▶ _Set task_: Please copy out every line of the data below word for word, leaving out the pictures.

▶ _Supplied material_:
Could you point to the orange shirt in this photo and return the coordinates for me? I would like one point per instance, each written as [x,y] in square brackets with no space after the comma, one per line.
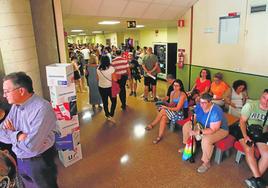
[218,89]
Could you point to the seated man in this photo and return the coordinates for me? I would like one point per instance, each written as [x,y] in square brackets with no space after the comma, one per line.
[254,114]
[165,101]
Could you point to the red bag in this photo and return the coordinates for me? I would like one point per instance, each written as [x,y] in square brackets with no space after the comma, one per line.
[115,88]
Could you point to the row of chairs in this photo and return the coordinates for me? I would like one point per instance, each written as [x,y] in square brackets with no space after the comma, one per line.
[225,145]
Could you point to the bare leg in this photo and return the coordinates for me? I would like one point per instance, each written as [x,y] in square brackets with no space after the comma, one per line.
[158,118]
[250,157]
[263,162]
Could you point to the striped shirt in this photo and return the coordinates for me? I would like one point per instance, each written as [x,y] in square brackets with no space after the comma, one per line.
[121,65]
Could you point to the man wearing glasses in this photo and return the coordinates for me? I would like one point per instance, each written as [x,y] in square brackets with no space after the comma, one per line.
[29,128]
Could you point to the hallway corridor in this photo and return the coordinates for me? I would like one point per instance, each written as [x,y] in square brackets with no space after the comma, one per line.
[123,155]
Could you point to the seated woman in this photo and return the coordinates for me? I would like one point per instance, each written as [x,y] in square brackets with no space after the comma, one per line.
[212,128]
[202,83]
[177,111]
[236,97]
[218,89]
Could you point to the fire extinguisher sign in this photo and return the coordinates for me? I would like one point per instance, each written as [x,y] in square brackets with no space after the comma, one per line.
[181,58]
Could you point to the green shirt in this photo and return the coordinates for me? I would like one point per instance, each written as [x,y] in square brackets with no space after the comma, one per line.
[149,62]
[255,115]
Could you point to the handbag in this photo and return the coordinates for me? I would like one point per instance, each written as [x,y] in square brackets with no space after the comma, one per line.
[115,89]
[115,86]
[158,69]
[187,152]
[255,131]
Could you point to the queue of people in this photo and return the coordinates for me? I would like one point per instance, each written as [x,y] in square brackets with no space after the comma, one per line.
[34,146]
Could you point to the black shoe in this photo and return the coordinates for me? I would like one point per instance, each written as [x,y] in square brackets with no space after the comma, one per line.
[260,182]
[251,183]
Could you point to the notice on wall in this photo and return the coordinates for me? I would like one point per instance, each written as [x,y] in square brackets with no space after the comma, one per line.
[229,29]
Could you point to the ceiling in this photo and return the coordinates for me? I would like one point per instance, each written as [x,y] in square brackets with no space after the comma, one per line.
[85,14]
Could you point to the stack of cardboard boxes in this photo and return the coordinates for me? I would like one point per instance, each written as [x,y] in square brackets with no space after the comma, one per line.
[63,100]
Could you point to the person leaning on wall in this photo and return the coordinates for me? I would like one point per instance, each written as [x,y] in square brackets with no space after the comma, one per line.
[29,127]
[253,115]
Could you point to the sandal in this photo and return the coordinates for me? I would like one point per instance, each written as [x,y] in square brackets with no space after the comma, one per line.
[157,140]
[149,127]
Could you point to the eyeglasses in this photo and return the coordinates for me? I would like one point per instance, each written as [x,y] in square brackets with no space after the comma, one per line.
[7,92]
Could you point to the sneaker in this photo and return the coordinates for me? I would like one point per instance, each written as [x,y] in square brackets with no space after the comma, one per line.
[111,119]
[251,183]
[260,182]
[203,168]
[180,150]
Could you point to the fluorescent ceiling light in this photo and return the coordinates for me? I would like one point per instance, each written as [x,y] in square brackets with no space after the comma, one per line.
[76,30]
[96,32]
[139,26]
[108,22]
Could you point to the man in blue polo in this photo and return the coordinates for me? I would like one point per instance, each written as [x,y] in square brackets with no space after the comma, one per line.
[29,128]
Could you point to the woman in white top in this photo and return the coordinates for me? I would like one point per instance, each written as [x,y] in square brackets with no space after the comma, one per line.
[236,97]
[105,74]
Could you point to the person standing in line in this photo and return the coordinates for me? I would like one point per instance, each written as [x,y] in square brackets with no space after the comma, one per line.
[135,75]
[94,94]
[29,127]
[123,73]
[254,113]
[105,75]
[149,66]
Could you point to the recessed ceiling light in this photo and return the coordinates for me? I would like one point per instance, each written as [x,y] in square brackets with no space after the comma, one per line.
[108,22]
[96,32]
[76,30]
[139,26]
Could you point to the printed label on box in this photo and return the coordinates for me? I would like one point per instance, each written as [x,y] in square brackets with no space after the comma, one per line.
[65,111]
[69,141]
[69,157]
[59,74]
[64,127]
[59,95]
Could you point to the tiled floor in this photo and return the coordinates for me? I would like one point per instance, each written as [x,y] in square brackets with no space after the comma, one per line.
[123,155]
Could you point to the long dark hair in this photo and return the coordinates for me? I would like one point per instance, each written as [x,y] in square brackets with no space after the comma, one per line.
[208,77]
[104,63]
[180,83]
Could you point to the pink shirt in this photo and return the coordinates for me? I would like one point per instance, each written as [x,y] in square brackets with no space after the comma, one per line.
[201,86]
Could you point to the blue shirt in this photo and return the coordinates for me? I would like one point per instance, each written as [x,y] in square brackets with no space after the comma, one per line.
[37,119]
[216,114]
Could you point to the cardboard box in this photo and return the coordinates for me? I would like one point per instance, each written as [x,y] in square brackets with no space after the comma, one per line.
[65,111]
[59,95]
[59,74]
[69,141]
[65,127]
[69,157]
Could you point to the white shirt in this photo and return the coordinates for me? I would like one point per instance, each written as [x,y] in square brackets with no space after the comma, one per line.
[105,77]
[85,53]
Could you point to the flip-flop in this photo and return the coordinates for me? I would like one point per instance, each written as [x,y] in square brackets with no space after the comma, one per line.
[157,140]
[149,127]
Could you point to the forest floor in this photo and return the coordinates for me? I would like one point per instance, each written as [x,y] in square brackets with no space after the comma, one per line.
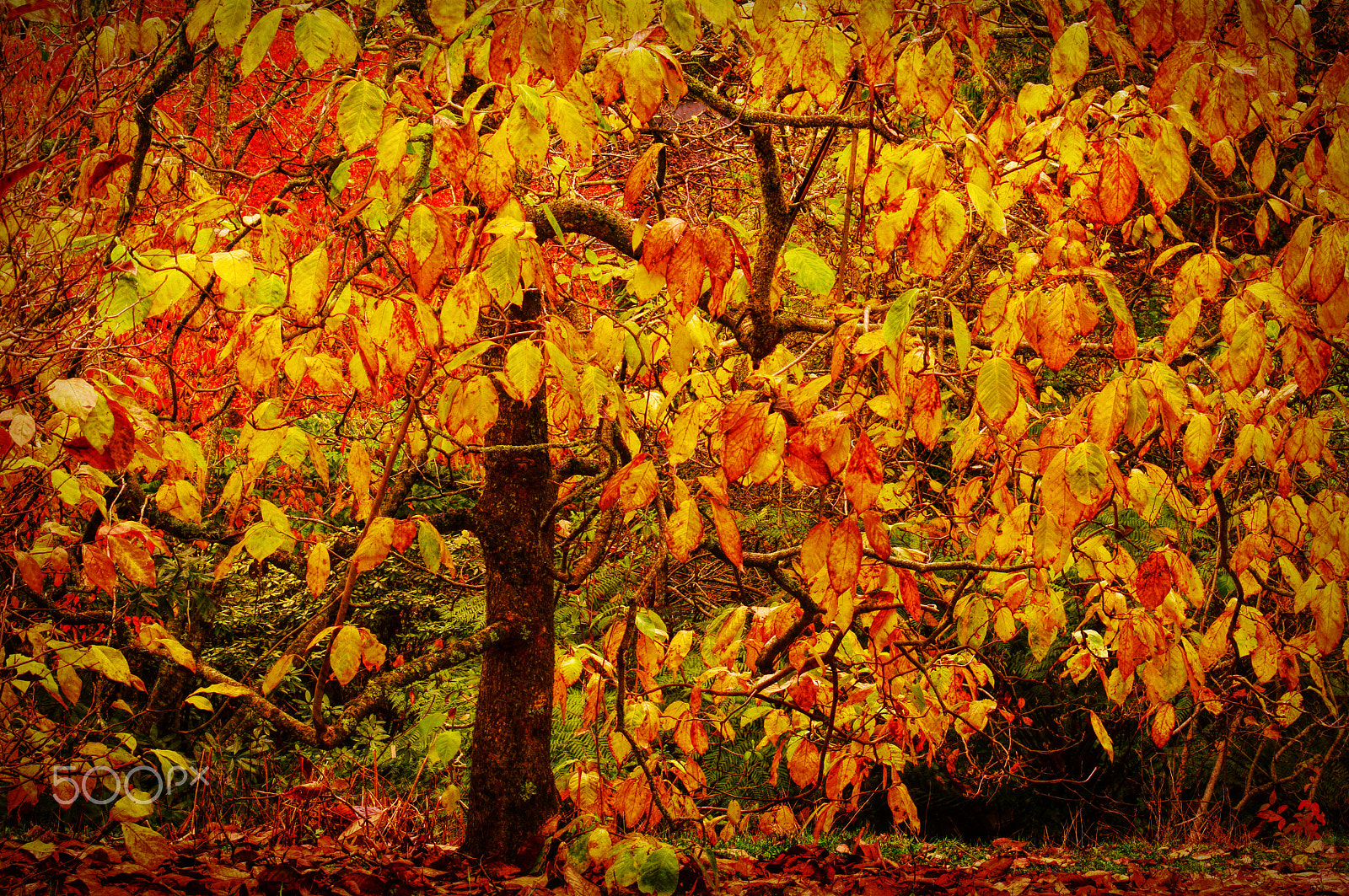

▶ _The result_:
Could you point to the orange shirt in this photo and return the coordinates for me? I would like one point per instance, each written as [x,y] in square brackets with no space after the comma, one per line.
[218,89]
Could you point to the seated man in this photo and return the coordinates for me? I would like one point per instance, each written as [x,y] in square brackets with no space after the comma, one per line.
[254,114]
[165,101]
Could you point to the red bag in this photo and return the coordinates for me? I would like one point per instance, each written as [x,y] in square brackets with no space after the comma, one per line.
[115,88]
Could you point to the row of chairs in this photo and return the coordinates for me? I would like one point per instance, each written as [x,y] in square brackets with no space after the comma, one per line.
[225,145]
Could you point to the bare leg in this photo and return the coordinates for me? I would like one point per instance, each written as [x,y] in square brackets with no space after the comma, one per line.
[158,118]
[250,157]
[263,162]
Could you point to the striped shirt in this photo and return the coordinates for me? I would like one point per instance, each written as [x,y] in square brackets with no space after the comma, one per line.
[121,65]
Could you point to the man wearing glasses in this photo and return the coordinates for me? I would like one point per instance, each written as [x,y] in square brackets with no space after the comma, one per line.
[29,128]
Could you point to the hallway corridor in this photo and return the coordinates for me? I would like one point per instance, each written as [x,y] in square brackets with no space after the comma, one per line.
[123,155]
Could you point to the seated woman in this photo and return the coordinates for me? I would like one point per instance, each written as [x,y] in square brackets with no space after the comma, one per line.
[212,128]
[202,83]
[177,111]
[236,97]
[218,89]
Could you point to the fire extinguisher sign in this photo and return the coordinates for me? I would like one point per instance, each written as [x,y] in square brackets with no space after the comma, one per line.
[181,58]
Could you point to the green shirt in this photo and return the coordinates for me? I would like one point per instance, each written as [x,y] in square brackets with no space after the comma, one per line.
[149,62]
[255,115]
Could you point to the handbag in this photo and return the coordinates for me? I would like one point per instance, each written as [x,y] in square brackets with no space after the comma, one per line.
[115,89]
[115,86]
[158,69]
[187,152]
[255,131]
Could you point to the queue of people in this photo and return the coordinates for me? I would like one point per instance, each written as [x,y] in square brackets with no space after the comma, one per line.
[34,146]
Could you point to the black shoe in this photo and return the coordinates for me? I would like one point per instance, each written as [x,y] in square brackets with no space after the comma, one per line.
[260,182]
[251,183]
Could you point to the notice on wall in this photo and return the coordinates for me? I would like one point per instance, each written as [x,y] in square brackets with no space after the comma, one per line.
[229,29]
Could you point to the ceiling in this photo and return the coordinates for me? I would like one point per instance, each written as [x,y] in square brackets with no space after the comma, one per line.
[85,14]
Could you point to the stack of cardboard boxes in this photo and return the coordinates for me? I would like one point per instance, each written as [x,y] in square brackets with no space after the comma, one per line.
[63,100]
Could you point to the person leaning on wall in this photo and return the coordinates for me? I would like one point per instance, each written as [x,y] in square brackets with no space after the comma, one per line.
[29,127]
[253,115]
Could you point to the sandal in this photo and return the coordinates for me? I would like one point per instance, each written as [x,y] in square brackets with no space after the comma, one per line.
[157,140]
[149,127]
Could you point to the eyeglasses in this photo and return the coordinates for me? I would like one point per instance, each written as [x,y] in square brackets with no space after the comma, one per line.
[7,92]
Could you point to the sneaker in this photo and return the coordinates for me? I would like one point per instance, each written as [x,y] in square brackets with no space after the comma, one per line.
[111,119]
[251,183]
[260,182]
[203,168]
[180,150]
Could you point to the fluorescent ceiling light in this photo and return the coordinates for me? I would like one point per instance, each written as [x,y] in square brackets with no space after the comma, one per line.
[76,30]
[96,32]
[139,26]
[108,22]
Could you point to the man in blue polo in this photo and return the coordinates for me? I would like one point per instance, each written as [x,y] in square brackets with no space after the comma, one per line.
[29,128]
Could you point to the woman in white top in this photo and return the coordinates for me? I would like one point per instance, each written as [x,y] in square brackets with no space after the comma, one per line.
[236,97]
[105,74]
Could you point to the person standing in line in this photo and return the coordinates for me? I would like one point per instance, each written as [x,y] in square brackets with no space after the comma, one per line.
[135,75]
[94,94]
[29,127]
[123,73]
[254,113]
[105,75]
[149,66]
Could you point to the recessed ceiling light in this photo and return the coordinates for me? I would like one point per instance, each written as [x,y] in square brackets with no space after the comma, one per line.
[108,22]
[96,32]
[76,30]
[139,26]
Could you point to the printed label on box in this photo and return the coordinates for me? I would like one point per instance, each written as [x,y] in square brackets with no space after the comma, one per line.
[65,111]
[69,141]
[69,157]
[59,74]
[64,127]
[59,95]
Could you point to the tiled floor in this photo and return the coordinates for me? I would like one point per instance, each written as [x,y] in square brackets with no space after the comma, one per line.
[123,155]
Could you point to the long dark hair in this photo and return the coordinates for me? I would like one point per instance, each written as [x,y] in square brackets with no space after the comma, one per line.
[208,77]
[104,63]
[180,83]
Could you point to the pink shirt in this photo and return the coordinates for me? I would like one point per instance, each written as [x,y] in square brackets with no space after the comma, one per line.
[201,86]
Could you point to the blue shirt in this photo and return the coordinates for me? I would like one point per instance, each written as [x,y] in square brackets with no space after the comma, one per line.
[37,119]
[216,114]
Could you point to the cardboard box in this photo and return the coordinates for me? I would like one point per instance, each written as [x,y] in square brackets with no space after the comma, one per line.
[65,111]
[59,95]
[59,74]
[69,141]
[65,127]
[69,157]
Could you point to the white shirt in this photo and return the coordinates for me? I would like one point per instance, each written as [x,y] in square brackets with no space after the comma, one per line.
[105,77]
[85,53]
Could you point to the flip-flop in this photo and return the coordinates for me? I would like one point per instance, each written as [x,y] in square brackets with no space after the comma, one per line.
[157,140]
[149,127]
Could you point to the forest floor in this photo and return the coordinates for me? I would like one point per instance, each written as [x,y] in square brackets with no space after the comma, one per line.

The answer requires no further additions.